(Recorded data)

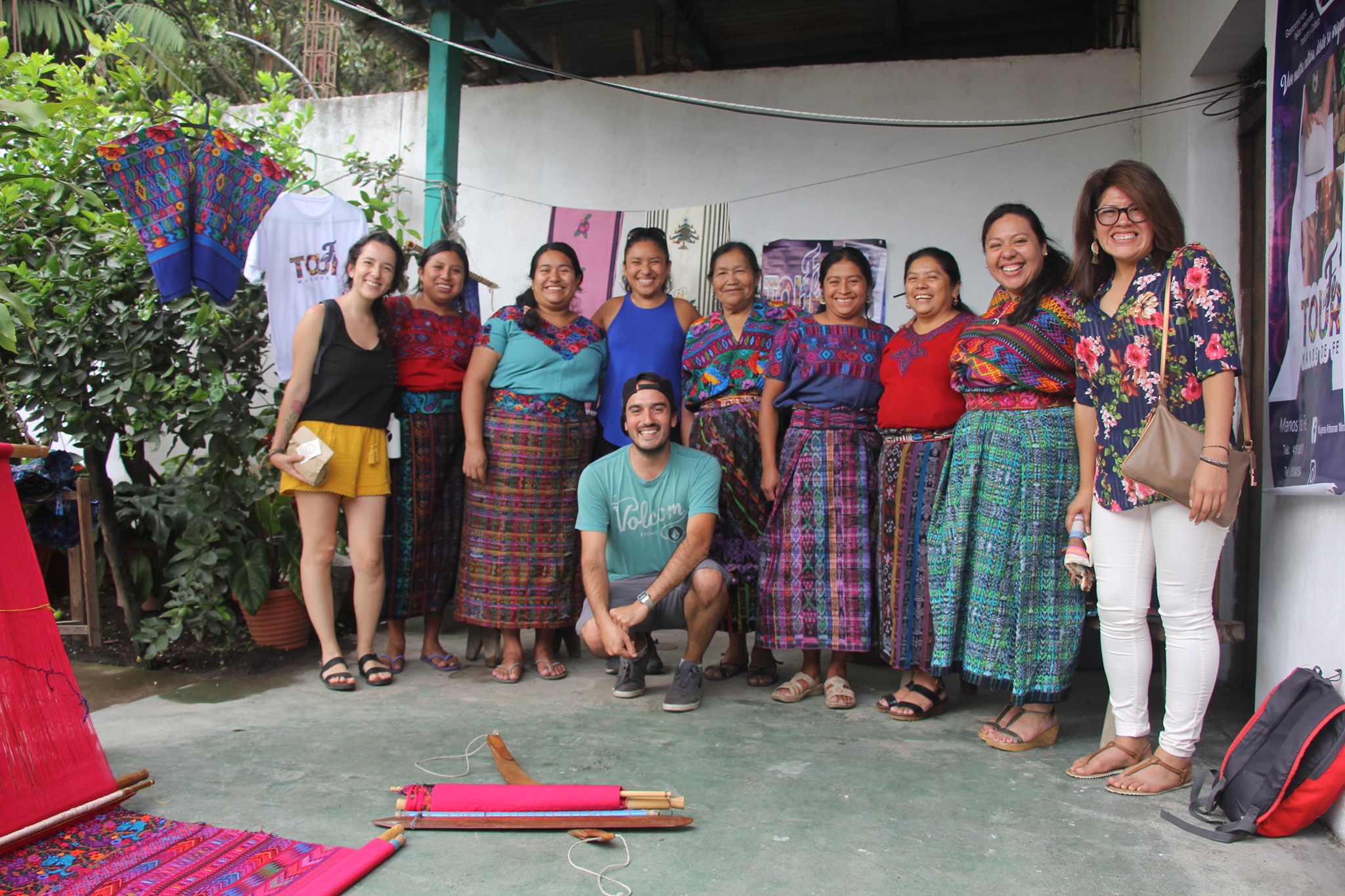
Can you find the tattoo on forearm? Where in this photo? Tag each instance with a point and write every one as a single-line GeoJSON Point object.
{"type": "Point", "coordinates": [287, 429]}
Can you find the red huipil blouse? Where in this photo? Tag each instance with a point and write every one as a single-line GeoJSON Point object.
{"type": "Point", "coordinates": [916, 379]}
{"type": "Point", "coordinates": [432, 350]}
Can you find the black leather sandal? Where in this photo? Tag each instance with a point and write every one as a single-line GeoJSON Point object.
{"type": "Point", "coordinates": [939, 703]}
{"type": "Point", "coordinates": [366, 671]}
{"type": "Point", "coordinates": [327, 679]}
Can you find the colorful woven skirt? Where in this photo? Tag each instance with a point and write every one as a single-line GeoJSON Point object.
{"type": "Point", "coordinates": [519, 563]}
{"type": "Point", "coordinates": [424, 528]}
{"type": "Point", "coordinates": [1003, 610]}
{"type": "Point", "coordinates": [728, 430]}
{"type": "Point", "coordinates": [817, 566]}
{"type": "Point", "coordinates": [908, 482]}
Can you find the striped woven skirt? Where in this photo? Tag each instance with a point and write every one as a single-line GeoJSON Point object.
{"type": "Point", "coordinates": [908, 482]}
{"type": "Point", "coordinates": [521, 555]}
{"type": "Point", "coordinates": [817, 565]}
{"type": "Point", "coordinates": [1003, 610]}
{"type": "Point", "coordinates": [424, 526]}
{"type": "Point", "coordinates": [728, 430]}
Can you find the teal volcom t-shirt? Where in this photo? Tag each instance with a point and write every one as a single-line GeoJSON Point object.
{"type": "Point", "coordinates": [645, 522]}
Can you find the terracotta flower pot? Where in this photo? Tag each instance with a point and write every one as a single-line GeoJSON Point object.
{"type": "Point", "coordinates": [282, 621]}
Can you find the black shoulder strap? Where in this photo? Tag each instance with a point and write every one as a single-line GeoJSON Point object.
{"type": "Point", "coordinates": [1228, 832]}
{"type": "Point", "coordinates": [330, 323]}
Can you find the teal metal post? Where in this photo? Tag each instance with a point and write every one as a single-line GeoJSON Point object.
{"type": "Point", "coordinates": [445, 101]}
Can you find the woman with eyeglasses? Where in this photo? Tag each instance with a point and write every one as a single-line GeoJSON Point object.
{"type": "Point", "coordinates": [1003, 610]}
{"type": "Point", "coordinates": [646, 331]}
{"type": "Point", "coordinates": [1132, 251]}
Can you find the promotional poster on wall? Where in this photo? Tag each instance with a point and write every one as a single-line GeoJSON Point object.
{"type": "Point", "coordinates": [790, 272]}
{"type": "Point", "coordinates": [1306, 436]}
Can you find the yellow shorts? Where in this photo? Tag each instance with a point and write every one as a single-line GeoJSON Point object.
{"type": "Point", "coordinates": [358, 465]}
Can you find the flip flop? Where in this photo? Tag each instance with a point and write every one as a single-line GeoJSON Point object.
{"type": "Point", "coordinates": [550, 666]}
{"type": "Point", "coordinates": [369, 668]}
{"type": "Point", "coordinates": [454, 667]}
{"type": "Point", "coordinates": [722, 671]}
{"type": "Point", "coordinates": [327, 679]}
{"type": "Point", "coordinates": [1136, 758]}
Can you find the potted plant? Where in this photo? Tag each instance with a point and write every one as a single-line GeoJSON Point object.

--

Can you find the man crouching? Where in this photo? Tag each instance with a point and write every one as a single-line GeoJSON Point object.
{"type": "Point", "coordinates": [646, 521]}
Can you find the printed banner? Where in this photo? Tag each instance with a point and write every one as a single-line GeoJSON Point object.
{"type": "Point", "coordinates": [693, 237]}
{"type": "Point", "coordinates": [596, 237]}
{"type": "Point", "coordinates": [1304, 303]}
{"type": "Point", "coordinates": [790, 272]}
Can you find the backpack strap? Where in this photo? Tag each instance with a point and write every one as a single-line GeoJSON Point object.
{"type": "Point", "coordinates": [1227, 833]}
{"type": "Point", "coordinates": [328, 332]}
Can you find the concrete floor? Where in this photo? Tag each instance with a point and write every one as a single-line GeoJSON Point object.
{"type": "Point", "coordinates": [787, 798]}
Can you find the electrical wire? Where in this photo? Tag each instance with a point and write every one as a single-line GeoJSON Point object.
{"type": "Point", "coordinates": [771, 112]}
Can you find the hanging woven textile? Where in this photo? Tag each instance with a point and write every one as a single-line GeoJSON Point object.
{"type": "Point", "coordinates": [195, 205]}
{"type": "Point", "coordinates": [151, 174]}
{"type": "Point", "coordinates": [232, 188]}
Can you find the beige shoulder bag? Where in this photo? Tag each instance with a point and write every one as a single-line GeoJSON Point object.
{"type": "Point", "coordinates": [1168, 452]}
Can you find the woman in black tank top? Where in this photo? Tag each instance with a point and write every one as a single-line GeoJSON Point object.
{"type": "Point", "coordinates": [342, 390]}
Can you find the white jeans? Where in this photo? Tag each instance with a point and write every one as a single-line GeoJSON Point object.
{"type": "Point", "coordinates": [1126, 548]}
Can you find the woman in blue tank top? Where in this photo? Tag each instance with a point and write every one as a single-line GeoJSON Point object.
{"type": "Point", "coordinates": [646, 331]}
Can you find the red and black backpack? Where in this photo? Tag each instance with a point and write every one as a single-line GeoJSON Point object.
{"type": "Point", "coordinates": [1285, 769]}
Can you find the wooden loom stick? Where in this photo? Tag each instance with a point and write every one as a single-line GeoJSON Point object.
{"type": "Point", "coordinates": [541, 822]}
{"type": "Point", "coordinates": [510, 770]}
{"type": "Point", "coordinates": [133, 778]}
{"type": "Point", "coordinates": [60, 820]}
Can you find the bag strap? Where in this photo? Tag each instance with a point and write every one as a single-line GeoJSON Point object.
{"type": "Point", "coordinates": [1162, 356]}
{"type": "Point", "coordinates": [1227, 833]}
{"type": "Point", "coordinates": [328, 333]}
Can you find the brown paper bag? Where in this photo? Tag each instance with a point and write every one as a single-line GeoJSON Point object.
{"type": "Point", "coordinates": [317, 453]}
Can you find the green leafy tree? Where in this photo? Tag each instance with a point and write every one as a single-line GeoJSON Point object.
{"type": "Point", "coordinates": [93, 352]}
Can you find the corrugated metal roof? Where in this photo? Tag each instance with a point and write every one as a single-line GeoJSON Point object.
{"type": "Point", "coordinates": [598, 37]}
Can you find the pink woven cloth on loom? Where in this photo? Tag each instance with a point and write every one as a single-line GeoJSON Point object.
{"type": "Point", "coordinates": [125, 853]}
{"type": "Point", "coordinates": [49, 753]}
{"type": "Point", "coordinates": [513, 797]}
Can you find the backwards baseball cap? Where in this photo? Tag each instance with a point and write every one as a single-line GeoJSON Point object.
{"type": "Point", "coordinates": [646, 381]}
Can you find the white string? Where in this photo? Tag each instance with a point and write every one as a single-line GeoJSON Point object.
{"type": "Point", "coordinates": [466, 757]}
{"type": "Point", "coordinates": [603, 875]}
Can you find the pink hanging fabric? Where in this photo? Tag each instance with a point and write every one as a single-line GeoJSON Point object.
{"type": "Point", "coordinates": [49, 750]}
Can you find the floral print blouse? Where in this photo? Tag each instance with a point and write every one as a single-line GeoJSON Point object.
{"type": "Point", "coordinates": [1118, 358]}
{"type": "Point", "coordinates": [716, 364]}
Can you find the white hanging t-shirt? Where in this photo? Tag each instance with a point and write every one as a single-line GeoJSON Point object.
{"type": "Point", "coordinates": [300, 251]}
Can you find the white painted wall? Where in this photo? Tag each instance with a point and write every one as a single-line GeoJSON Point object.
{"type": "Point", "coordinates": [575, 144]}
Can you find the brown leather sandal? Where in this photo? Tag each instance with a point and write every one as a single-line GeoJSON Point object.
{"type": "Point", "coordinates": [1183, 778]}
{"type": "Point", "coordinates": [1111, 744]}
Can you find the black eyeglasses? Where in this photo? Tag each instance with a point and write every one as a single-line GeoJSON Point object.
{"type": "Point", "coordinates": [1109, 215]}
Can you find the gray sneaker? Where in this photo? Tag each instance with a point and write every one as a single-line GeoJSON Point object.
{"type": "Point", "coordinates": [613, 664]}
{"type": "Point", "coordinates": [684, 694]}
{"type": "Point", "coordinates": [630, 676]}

-- Task directions --
Please count the lines of the data above that contain the word "leather", with case counting, and give only the number.

-- Response to this exercise --
2